Women come to me in their late 50s convinced they’re just getting weaker with age. They’ve kept lifting, kept walking, kept doing everything right, and their strength still slipped. Nobody checked the one hormone marker that actually explains it. Nobody tested SHBG.
A new study using data from the Women’s Health Initiative just gave us the number. Researchers tracked 1,565 women after menopause who were not using hormone therapy, measured their sex hormones and SHBG, then followed their lean body mass over six years with repeat scans. Here’s what they found: women with the highest SHBG had lower lean mass and a higher risk of sarcopenia, while women with the highest free testosterone had 55% lower odds of sarcopenia compared to those with the lowest. The SHBG and muscle loss connection was not subtle.
Translation: it is not only about how much estrogen or testosterone your body makes. It’s about how much of it SHBG locks up and keeps from ever reaching your muscle. And almost nobody checks this number in a standard menopause workup.
What SHBG Actually Does to Your Muscle
SHBG, sex hormone-binding globulin, is a protein your liver makes that grabs onto estrogen and testosterone and carries them through your bloodstream. The catch: hormone attached to SHBG is not available to do its job. Only “free” hormone, the unbound portion, can actually reach muscle tissue and support growth and repair.
After menopause, SHBG levels often climb. So even if your total testosterone or estradiol numbers look fine on paper, more of it may be locked up and unavailable, leaving your muscle with less signal than the number on your lab report suggests.
SHBG and Muscle Loss: Why the WHI Study Matters
This is exactly what the WHI researchers measured. They did not just look at total hormone levels; they measured free testosterone and free estradiol alongside SHBG, then tracked lean body mass with three separate scans over six years. Women in the highest quartile of free testosterone had 55% lower odds of sarcopenia than women in the lowest quartile. Higher free estradiol showed a similar protective pattern. Higher SHBG, on its own, predicted lower lean mass.
What This Looks Like in Practice
I had a patient last spring, 59 years old, frustrated that her strength training wasn’t translating into visible progress the way it once had. Her total testosterone came back “normal.” Her SHBG, however, sat near the top of the range, which meant very little of that testosterone was actually free to work. We addressed the SHBG directly through diet and targeted support, and within four months her strength gains started showing up again.
What This Means for You: Testing SHBG Before Muscle Loss Sets In
If you are past menopause and strength training isn’t producing the results it used to, do not settle for a total testosterone number alone. Ask for free testosterone, free estradiol, and SHBG together. That combination tells you what is actually reaching your muscle, not just what your body is producing. The Menopause Society recognizes sarcopenia as a genuine consequence of the hormone shifts after menopause, not an inevitable side effect of aging alone.
Resistance training and adequate protein intake remain essential regardless of your SHBG level, but pairing them with the right hormone testing is what turns a generic fitness plan into a personalized one. This is the root-cause approach we use at Living Well Dallas: testing the hormones that actually matter, not just the ones a standard panel includes.

▶ [REQUIRED WORK]
From the article about SHBG and muscle loss, extract word for word the part that opens with the words containing "A new study" and closes with "was not subtle.". Rely solely on the article about SHBG and muscle loss.

Stored items from a collection

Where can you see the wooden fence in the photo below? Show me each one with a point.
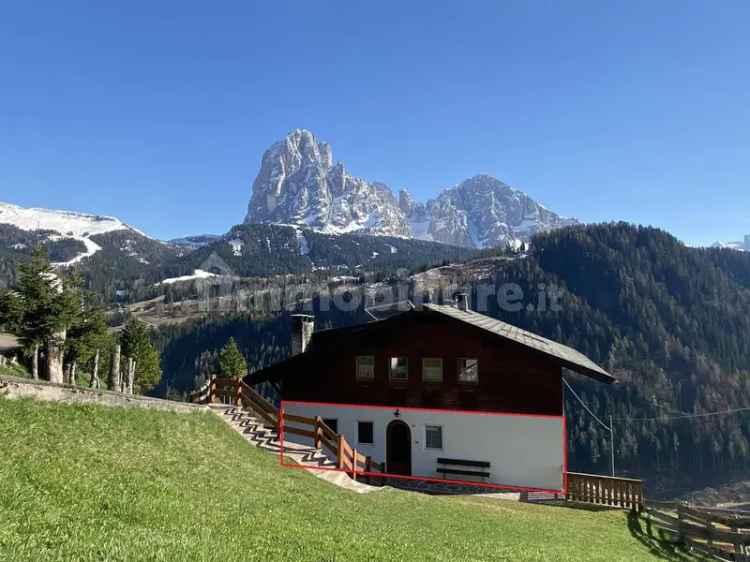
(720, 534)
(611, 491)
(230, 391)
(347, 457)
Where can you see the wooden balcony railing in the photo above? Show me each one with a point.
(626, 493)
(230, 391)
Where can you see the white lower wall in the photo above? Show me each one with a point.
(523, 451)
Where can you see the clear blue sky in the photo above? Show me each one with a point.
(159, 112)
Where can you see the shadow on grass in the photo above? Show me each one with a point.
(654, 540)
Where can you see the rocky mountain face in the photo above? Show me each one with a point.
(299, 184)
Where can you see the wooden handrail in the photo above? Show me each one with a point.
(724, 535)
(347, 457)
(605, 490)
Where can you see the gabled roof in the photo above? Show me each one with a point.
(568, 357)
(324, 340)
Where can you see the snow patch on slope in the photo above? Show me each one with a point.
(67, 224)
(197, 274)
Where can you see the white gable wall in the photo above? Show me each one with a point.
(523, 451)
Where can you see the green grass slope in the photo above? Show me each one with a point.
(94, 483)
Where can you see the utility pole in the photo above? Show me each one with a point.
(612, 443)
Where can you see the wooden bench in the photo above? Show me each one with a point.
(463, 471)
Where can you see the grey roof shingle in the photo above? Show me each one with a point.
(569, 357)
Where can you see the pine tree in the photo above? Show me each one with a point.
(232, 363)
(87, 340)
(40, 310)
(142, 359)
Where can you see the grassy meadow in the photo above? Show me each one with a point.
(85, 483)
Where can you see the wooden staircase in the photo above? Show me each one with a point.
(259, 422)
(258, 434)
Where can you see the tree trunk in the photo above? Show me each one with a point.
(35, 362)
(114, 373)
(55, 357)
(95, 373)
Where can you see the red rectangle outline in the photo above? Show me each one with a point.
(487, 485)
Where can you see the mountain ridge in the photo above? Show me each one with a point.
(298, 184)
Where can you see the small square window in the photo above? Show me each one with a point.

...

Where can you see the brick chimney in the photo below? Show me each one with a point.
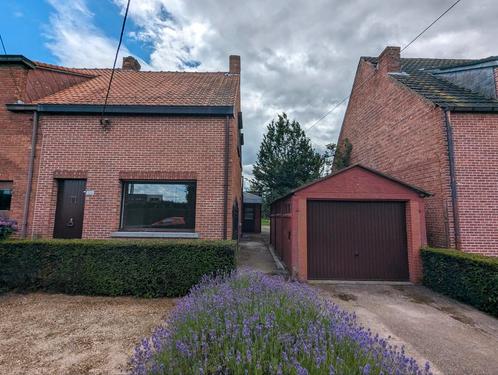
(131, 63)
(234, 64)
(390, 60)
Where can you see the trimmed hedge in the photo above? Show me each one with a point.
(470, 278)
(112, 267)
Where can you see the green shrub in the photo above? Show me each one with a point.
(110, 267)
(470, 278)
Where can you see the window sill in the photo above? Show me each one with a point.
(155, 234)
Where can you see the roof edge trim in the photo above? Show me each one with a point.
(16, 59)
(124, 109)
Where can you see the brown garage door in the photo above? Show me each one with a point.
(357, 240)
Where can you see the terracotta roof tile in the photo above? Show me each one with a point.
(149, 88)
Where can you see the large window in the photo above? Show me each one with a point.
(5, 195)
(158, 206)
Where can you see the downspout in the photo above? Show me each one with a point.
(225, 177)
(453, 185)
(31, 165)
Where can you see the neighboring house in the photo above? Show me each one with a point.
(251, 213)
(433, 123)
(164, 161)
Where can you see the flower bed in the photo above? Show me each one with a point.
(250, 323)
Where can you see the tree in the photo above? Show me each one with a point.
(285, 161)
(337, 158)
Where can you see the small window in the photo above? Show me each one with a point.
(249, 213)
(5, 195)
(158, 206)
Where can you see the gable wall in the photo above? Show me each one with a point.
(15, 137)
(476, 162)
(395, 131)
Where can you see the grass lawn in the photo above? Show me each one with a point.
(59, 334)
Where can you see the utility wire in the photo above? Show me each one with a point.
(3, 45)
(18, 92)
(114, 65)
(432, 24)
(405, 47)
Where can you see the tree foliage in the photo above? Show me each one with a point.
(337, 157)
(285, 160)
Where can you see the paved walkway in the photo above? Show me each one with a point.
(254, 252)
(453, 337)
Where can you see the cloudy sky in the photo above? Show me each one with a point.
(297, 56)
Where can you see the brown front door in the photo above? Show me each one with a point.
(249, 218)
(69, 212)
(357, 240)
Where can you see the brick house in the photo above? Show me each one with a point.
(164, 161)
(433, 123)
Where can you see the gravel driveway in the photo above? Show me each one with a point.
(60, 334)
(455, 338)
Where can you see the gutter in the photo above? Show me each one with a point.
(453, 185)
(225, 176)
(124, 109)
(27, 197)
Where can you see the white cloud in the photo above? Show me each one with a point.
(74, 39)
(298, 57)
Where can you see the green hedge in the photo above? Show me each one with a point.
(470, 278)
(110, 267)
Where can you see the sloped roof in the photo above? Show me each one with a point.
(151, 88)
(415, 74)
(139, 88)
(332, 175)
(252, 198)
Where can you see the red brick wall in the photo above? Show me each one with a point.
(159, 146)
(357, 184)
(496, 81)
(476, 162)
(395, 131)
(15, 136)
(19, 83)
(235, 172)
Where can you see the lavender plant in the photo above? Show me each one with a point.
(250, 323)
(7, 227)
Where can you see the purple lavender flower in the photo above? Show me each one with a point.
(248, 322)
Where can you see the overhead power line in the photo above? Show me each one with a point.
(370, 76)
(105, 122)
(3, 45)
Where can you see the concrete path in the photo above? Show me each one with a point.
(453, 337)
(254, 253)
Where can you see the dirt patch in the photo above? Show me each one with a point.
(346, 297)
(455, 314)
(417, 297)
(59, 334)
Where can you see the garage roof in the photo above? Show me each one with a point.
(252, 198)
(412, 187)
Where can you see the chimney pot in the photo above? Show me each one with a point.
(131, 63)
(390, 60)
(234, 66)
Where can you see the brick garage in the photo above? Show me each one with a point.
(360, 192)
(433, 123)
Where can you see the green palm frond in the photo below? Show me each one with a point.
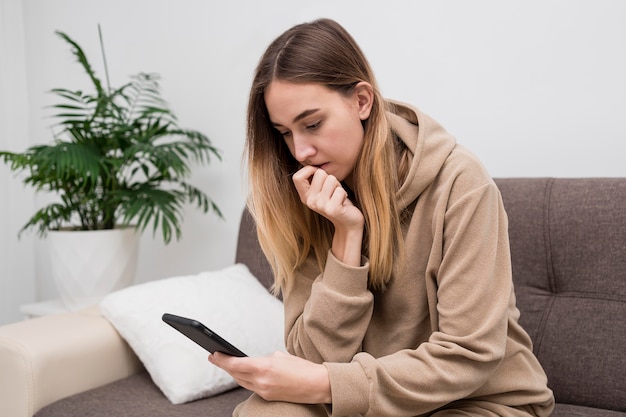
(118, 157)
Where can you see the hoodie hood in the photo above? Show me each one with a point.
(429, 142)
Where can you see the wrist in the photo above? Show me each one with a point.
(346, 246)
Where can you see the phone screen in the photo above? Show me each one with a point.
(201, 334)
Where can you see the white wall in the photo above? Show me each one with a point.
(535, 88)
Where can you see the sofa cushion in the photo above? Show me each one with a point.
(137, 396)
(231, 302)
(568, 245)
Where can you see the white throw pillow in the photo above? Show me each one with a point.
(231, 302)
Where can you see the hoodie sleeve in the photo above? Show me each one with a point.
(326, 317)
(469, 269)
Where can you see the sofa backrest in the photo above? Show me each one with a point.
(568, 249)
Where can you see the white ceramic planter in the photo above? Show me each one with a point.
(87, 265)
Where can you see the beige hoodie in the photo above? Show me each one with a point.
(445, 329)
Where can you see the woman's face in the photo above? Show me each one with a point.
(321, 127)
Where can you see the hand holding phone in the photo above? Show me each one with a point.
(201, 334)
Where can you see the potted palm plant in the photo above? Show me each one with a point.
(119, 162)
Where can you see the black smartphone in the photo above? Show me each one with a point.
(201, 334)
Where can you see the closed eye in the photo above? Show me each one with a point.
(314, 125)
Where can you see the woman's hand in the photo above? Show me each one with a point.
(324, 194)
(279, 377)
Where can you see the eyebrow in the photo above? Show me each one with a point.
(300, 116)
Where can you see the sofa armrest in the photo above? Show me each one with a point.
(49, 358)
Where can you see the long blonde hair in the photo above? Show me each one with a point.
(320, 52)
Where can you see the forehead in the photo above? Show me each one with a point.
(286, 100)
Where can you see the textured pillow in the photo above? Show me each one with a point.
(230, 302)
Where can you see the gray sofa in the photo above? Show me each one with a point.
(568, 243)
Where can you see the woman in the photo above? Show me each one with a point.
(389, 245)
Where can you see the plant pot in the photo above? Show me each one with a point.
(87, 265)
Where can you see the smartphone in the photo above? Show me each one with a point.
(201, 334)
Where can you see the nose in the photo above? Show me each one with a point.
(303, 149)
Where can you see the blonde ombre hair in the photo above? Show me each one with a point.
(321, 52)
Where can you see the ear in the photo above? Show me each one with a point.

...

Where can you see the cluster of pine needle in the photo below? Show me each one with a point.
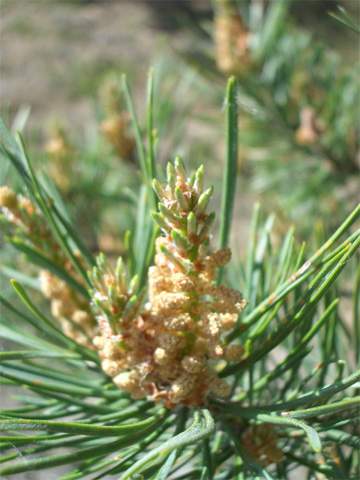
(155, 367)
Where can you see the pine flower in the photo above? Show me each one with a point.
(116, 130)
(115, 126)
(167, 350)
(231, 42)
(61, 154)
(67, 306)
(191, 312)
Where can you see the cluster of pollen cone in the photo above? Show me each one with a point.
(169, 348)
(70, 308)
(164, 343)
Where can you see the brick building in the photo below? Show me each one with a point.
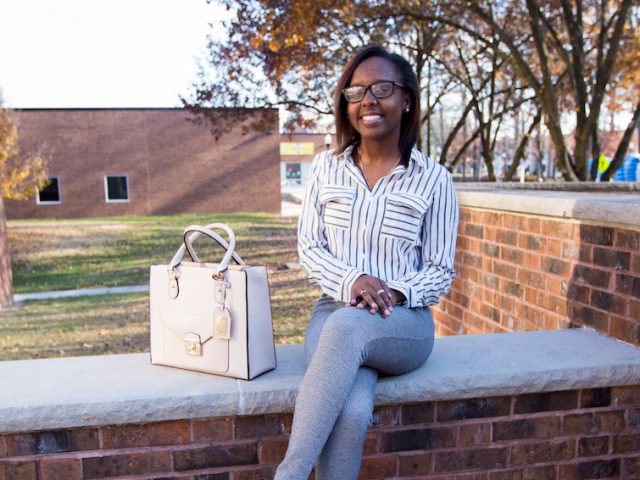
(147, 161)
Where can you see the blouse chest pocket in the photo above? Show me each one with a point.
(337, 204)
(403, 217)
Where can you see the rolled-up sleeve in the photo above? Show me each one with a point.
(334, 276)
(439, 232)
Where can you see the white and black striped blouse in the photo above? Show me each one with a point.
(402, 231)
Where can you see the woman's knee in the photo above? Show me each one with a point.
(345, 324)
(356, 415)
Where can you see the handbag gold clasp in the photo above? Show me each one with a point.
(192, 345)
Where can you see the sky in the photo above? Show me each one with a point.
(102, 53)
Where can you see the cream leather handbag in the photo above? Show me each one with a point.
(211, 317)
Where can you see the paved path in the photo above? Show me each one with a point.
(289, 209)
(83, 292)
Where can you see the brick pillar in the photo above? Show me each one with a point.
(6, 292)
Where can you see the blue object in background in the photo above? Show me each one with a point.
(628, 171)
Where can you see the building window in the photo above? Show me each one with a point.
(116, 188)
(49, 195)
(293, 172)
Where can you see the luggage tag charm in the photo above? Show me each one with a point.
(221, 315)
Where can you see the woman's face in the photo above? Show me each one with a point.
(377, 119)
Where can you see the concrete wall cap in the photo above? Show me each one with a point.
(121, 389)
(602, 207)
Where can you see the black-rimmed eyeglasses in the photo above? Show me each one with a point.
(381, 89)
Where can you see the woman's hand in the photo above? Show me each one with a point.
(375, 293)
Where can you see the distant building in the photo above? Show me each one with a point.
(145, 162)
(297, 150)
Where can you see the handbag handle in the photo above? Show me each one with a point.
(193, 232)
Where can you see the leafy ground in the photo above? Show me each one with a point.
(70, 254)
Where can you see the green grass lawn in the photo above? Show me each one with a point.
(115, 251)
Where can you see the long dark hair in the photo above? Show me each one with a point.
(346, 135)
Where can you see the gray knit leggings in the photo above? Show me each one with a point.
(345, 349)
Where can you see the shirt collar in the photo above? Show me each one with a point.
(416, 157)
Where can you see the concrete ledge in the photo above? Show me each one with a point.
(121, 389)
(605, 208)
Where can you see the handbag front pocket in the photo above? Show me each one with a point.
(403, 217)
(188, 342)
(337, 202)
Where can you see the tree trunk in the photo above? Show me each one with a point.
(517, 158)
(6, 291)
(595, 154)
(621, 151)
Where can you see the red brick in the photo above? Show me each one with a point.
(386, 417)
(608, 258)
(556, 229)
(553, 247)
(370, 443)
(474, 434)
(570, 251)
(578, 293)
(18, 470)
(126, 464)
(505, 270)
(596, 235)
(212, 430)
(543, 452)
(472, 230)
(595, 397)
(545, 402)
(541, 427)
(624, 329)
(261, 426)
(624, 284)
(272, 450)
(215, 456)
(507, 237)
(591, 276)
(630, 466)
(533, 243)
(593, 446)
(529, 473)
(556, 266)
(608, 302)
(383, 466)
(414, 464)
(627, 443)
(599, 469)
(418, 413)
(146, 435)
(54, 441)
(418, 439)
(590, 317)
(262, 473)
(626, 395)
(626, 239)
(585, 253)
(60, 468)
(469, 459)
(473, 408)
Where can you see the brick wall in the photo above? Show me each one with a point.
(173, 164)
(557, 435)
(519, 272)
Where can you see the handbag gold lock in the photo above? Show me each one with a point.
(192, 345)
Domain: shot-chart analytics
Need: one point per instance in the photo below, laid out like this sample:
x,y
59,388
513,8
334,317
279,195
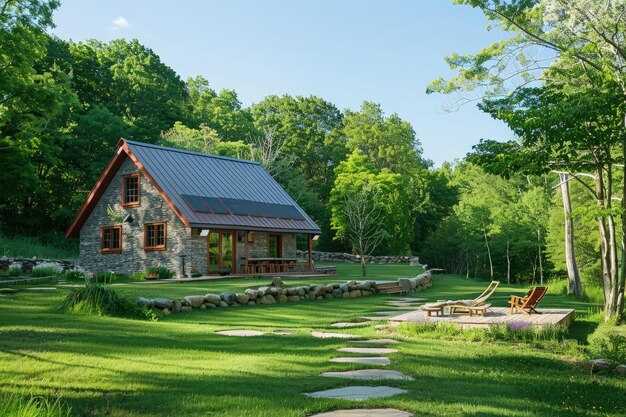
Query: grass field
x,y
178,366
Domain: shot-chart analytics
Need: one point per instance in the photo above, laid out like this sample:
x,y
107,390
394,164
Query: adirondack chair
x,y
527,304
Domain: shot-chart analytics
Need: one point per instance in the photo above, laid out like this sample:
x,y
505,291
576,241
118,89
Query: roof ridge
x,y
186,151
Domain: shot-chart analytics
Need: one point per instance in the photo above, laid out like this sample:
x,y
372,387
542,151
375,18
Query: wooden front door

▶ [TASK RESULT]
A new study using data from the Women’s Health Initiative just gave us the number. Researchers tracked 1,565 women after menopause who were not using hormone therapy, measured their sex hormones and SHBG, then followed their lean body mass over six years with repeat scans. Here’s what they found: women with the highest SHBG had lower lean mass and a higher risk of sarcopenia, while women with the highest free testosterone had 55% lower odds of sarcopenia compared to those with the lowest. The SHBG and muscle loss connection was not subtle.